EXTRACT TO READ ->
──────────────────────────────

Network firewalls are a common occurrence in converged network architectures, and are designed to protect large portions of the network architecture from the unknown. Experience has shown that this protection can come at a cost to use cases that rely on predictable performance patterns, reducing the throughput of many exercises such as bulk data transfer. Firewall hardware has a daunting task to perform, and the internal architecture of these devices can lead to a bottleneck depending on the traffic patterns that exist.
Consider a network between three buildings – A, B, and C. This is supposedly a 10Gbps network end to end, and we have 10Gbps links between them. Building A houses the border router. Lots of work happens in building B – so much so that the processing is done with multiple processors to spread the load in an affordable way, and aggregate the results. Building C houses a distribution switch.
If you look at the inside of Building B, it is obvious from a network engineering perspective that this is not a 10Gbps network. Clearly the maximum per-flow data rate is 1Gbps, not 10Gbps. However, if you convert the buildings into network elements while keeping their internals intact, you get routers and firewalls.
These little 1Gbps devices are firewall processors, and represent a common choice in the architecture of a firewall. This parallel firewall architecture has been in use for years and persists for a number of reasons:
- Slower processors are cheaper
- Typically fine for a commodity traffic load (e.g. IMIX, with smaller capacity shorter lived TCP flows)
The goal of this set of firewall processors is to inspect traffic in parallel. There are mechanisms that allow traffic for a particular connection to go to the same processor as a way to simplify state management and facilitate deeper analysis of headers and data.
When put into the nomenclature of a typical network, the picture will resemble something similar to what many have deployed today.

──────────────────────────────

DATA LISTING ->
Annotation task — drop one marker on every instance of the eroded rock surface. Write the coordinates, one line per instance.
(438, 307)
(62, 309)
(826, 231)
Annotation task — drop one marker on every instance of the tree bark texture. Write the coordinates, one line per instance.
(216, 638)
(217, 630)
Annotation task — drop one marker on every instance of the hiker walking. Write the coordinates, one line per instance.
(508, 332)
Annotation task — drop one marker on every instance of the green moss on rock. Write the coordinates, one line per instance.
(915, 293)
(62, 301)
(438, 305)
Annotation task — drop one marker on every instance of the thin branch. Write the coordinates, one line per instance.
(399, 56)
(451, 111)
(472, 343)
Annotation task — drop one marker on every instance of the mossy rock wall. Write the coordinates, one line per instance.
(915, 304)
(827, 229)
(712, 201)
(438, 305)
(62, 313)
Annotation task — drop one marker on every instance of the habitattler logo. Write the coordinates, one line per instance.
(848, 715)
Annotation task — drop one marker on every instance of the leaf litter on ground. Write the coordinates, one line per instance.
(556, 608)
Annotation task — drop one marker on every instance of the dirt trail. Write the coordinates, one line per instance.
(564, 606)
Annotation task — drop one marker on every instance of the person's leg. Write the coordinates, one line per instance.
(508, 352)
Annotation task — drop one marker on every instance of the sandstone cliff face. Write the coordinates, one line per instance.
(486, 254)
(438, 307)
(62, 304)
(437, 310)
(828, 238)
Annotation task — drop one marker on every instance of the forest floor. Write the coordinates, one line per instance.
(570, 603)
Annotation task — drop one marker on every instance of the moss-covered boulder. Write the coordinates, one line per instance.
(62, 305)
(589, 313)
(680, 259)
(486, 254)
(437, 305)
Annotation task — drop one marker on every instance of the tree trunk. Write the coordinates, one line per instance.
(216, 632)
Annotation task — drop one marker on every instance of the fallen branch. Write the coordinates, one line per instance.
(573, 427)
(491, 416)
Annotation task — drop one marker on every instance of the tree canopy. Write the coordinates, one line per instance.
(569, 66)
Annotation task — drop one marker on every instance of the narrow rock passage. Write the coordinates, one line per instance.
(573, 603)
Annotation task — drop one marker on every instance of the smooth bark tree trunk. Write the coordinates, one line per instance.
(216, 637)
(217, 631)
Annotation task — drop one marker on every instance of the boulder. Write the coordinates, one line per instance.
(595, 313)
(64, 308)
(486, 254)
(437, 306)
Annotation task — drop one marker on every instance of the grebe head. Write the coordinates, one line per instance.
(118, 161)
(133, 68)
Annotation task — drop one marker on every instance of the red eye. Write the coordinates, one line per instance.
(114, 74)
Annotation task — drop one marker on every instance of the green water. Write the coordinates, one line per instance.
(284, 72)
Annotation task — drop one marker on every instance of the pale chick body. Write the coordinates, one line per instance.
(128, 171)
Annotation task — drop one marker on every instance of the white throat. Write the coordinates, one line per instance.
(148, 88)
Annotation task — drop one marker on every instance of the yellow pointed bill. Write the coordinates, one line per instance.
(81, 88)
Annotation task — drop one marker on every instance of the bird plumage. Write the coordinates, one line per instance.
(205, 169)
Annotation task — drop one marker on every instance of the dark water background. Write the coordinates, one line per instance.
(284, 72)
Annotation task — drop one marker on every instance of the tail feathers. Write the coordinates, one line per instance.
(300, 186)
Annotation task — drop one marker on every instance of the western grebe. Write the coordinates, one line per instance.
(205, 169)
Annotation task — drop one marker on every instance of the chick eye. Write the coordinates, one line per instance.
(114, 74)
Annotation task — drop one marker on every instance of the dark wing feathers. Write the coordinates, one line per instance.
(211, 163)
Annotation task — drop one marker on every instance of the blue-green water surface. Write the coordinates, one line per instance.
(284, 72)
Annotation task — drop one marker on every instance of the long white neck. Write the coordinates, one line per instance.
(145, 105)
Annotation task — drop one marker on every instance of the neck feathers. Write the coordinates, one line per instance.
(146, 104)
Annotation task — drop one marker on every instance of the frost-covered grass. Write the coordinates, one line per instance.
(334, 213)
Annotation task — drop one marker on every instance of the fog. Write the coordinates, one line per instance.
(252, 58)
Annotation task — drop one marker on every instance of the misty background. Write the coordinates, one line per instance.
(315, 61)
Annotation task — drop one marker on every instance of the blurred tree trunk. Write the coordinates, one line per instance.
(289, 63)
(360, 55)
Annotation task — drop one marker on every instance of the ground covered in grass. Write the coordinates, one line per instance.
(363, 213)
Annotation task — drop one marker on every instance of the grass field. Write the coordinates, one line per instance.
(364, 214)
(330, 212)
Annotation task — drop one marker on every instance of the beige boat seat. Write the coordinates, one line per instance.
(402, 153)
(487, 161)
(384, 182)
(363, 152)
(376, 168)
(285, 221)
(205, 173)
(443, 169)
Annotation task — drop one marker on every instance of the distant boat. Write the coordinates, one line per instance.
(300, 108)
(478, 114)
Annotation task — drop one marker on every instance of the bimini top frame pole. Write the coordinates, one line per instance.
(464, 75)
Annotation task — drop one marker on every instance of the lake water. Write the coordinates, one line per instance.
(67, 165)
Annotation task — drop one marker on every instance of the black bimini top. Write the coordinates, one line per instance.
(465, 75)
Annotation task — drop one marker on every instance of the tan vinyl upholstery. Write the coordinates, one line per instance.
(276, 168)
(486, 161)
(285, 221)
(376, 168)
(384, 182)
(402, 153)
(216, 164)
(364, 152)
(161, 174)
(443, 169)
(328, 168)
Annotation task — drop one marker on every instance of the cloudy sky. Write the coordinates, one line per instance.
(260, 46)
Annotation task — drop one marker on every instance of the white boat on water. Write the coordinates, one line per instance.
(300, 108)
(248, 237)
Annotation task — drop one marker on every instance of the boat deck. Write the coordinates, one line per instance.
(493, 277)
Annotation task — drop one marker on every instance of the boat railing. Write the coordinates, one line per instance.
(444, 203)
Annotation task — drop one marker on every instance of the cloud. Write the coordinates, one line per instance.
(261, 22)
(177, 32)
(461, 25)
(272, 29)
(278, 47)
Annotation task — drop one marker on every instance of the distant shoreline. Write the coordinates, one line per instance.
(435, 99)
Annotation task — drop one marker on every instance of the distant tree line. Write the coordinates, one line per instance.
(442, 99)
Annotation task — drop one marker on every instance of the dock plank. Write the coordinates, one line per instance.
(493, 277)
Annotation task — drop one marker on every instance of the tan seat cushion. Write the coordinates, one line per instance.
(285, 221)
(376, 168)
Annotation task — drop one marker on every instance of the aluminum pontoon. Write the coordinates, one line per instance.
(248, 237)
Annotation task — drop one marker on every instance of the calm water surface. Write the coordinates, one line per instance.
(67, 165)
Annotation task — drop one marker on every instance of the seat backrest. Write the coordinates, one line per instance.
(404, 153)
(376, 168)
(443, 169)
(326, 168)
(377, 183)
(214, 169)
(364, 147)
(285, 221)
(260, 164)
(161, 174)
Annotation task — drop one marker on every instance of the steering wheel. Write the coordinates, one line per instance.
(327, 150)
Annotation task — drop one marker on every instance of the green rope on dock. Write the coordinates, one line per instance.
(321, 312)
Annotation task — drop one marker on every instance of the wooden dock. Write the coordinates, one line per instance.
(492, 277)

──────────────────────────────

THE TASK ->
Continue the piece on parallel firewall processors and their effect on bulk data throughput, starting after its final sentence.

RESPONSE TO THIS EXERCISE ->
Converged traffic may not notice the behavior of a firewall due to the high connection count and low connection data rate. Since each processor is a fractional component of the total capacity, it follows that a TCP connection (single or parallel streams) will incur significant delays in processing, which could cause the connection to stall, enter into the selective acknowledgement phase, or force a retransmission of the entire sending window due to timer expiration. All of these factors have a single symptom for the end user - low throughput. This is a significant limitation for data-intensive science applications.
As with all technology, the trend will lead to a firewall that is capable of handling a 10Gbps flow at nearly line rate, even with background traffic taking buffering and processing resources internal to the device. When this technology is ready, it will be hard to come by and expensive. Science traffic has been capable of producing a single stream TCP flow across long, clean networks for more than 10 years, and it is now routine to see 40Gbps and 100Gbps capable hosts. The firewall will constantly be behind the technology curve, and if there is any hope of using the technology for multiple years it will never match the expectations of the end users with data intensive use cases.
These reasons make the adoption of the Science DMZ security practices vital for the success of science.